### REQUIREMENT
Repeat the records below exactly.

____

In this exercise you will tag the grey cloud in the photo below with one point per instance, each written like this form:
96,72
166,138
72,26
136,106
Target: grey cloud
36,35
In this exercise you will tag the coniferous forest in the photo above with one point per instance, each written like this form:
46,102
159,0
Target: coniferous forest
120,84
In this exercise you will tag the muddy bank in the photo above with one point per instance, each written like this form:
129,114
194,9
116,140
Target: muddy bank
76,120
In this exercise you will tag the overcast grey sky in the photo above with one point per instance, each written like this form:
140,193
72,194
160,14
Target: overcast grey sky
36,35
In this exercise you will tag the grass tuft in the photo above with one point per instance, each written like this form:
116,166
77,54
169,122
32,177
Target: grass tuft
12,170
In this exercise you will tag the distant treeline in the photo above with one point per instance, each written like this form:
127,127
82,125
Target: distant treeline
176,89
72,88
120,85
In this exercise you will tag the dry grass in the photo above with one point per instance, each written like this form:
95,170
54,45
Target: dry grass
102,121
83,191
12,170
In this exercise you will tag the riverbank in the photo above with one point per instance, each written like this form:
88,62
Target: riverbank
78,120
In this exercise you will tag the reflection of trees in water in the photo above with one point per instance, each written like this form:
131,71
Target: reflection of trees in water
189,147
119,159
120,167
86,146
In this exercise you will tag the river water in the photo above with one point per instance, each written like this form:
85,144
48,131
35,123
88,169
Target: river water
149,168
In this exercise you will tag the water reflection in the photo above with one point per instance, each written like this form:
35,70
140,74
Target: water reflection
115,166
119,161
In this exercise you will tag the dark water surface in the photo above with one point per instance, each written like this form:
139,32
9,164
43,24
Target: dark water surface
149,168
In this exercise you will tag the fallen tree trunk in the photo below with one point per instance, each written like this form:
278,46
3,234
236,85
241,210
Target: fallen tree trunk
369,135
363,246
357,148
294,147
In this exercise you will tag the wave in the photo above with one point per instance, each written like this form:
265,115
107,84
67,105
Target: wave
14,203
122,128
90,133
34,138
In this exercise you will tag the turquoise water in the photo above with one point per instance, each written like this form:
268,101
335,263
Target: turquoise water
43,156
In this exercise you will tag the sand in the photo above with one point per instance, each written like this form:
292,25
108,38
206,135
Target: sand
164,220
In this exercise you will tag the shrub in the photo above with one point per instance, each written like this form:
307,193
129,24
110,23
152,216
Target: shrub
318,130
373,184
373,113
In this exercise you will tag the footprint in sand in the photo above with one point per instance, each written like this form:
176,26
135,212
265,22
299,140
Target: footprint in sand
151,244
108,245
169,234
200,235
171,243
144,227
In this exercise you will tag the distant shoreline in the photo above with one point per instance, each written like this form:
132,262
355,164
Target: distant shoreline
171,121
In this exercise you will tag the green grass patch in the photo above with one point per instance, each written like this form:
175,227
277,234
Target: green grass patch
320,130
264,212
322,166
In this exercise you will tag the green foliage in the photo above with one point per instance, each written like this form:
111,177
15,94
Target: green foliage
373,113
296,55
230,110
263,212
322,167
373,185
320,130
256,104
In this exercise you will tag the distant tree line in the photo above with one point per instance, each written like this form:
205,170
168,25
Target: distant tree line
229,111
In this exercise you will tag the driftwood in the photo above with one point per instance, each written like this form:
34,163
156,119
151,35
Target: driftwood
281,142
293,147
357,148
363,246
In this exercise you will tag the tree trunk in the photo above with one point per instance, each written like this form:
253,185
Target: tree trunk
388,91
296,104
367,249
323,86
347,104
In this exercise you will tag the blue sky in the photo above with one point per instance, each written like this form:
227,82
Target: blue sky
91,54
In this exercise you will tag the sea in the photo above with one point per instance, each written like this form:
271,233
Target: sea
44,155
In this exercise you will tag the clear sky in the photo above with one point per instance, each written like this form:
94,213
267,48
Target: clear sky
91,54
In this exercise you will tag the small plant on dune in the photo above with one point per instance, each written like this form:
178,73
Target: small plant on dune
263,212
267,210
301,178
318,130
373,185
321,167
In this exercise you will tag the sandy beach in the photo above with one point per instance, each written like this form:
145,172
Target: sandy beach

____

### CORRECT RESPONSE
In this exercise you will tag the grey cloud in the photo below with one point per instance, each written like this form:
96,72
166,138
72,26
136,106
Target: grey cloud
36,35
In this exercise you will tag the coniferous forest in the photo above with one point per instance, each written like this form:
46,102
159,0
Target: coniferous forest
120,84
In this exercise you will tag the muddy bank in the photo above with one point per instance, each written like this form:
129,114
194,9
116,140
Target: muddy bank
76,120
In this exercise you will tag the overcast grey sky in the photo above with one point per instance, each written like this form:
140,193
72,194
160,14
Target: overcast grey sky
36,35
In this exercise you will tag the grass tuft in the photo above with one point per instance, each written like this form:
116,166
77,54
169,122
32,177
Target: grass tuft
12,170
In this exercise you will tag the distant treeline in the photo above with one point per instance, each written like this form:
127,127
82,125
Target: distant treeline
176,89
72,88
120,85
In this exercise you will tag the dry grass in the photo above with one point per instance, each written like this form:
95,170
54,45
Target: dry grass
102,121
83,191
12,170
In this exercise you will tag the riverbank in the photo above with one point per instance, each written like this form:
88,62
Target: riverbank
78,120
In this exercise you will tag the reflection of trees in water in the photo above with one point per instance, each written like this form:
131,71
Target: reflection of trees in water
189,147
119,159
120,167
86,146
In this exercise you will tag the river water in the photo above with one point per instance, each written like this form:
85,144
48,131
35,123
88,169
Target: river water
149,168
In this exercise you will tag the water reflection in the photo above with one point per instance, each written like this form:
35,70
140,74
Target: water reflection
115,166
119,161
In this exercise you will tag the dark water surface in the photo above with one point per instance, each written like this form:
139,32
9,164
43,24
Target: dark water surface
149,168
In this exercise you will tag the fallen tree trunk in the photo below with one point per instance, each written like this form:
278,46
3,234
236,85
241,210
Target: fallen tree trunk
369,135
363,246
357,148
294,147
In this exercise you will tag the wave in the photo above with one point per instance, each written like this form:
265,115
107,84
67,105
Target: wave
14,203
122,128
90,133
34,138
In this exercise you will tag the turquoise water in the photo above with one point per instance, each written like this form:
268,101
335,263
Target: turquoise water
43,156
In this exercise you will tag the sand in the photo above with one point per instance, each written like this form:
292,25
108,38
206,135
Target: sand
164,220
In this exercise you will tag the shrub in the photo above with one point per instance, each written like this form:
307,193
129,24
110,23
152,216
Target: shrub
318,130
373,184
373,113
In this exercise you will tag the footprint in sand in the photo above with one point per instance, each written like this form:
176,26
135,212
265,22
299,140
Target: footprint in sand
151,244
108,245
169,234
200,235
171,243
144,227
In this exercise you will tag the distant shoreline in the photo above with one point per instance, each written like this form:
132,262
355,164
Target: distant shoreline
171,121
In this exercise you will tag the green grass patch in the photo above with one point per instance, each written like this form:
175,227
277,234
Target: green grass patch
320,130
264,212
322,166
In this exercise you will tag the green foliage in the photo above with one point per instance, each written like this form:
111,177
15,94
Target: green foliage
373,113
296,55
230,110
263,212
322,167
373,185
320,130
256,104
In this exercise you will tag the distant tree line in the photo above with one point per instance, each written like this form:
205,170
168,25
Target: distant tree line
229,111
In this exercise you will tag the driftwood in the photo above with one point per instance, each written like this form:
34,163
156,119
151,35
Target: driftwood
281,142
293,147
357,148
363,246
In this exercise you will tag the tree trunk in the photo above with one point per instance, each written like this form:
253,185
Target: tree trunk
388,91
296,104
367,249
323,86
347,104
In this exercise you will tag the blue sky in the photo above with one point per instance, each written like this form:
227,82
Target: blue sky
91,54
In this exercise you will tag the sea in the photo above with one point per instance, each written like this form:
271,233
Target: sea
44,155
In this exercise you will tag the clear sky in the photo above with one point per instance, each written like this form:
94,213
267,48
Target: clear sky
91,54
In this exercise you will tag the small plant on dune in the photo above with one point per instance, each written like this form:
178,73
Target: small plant on dune
263,212
267,210
301,178
318,130
373,185
321,167
In this exercise you will tag the sandy beach in the photo above with one point per instance, each written like this form:
145,172
Target: sandy beach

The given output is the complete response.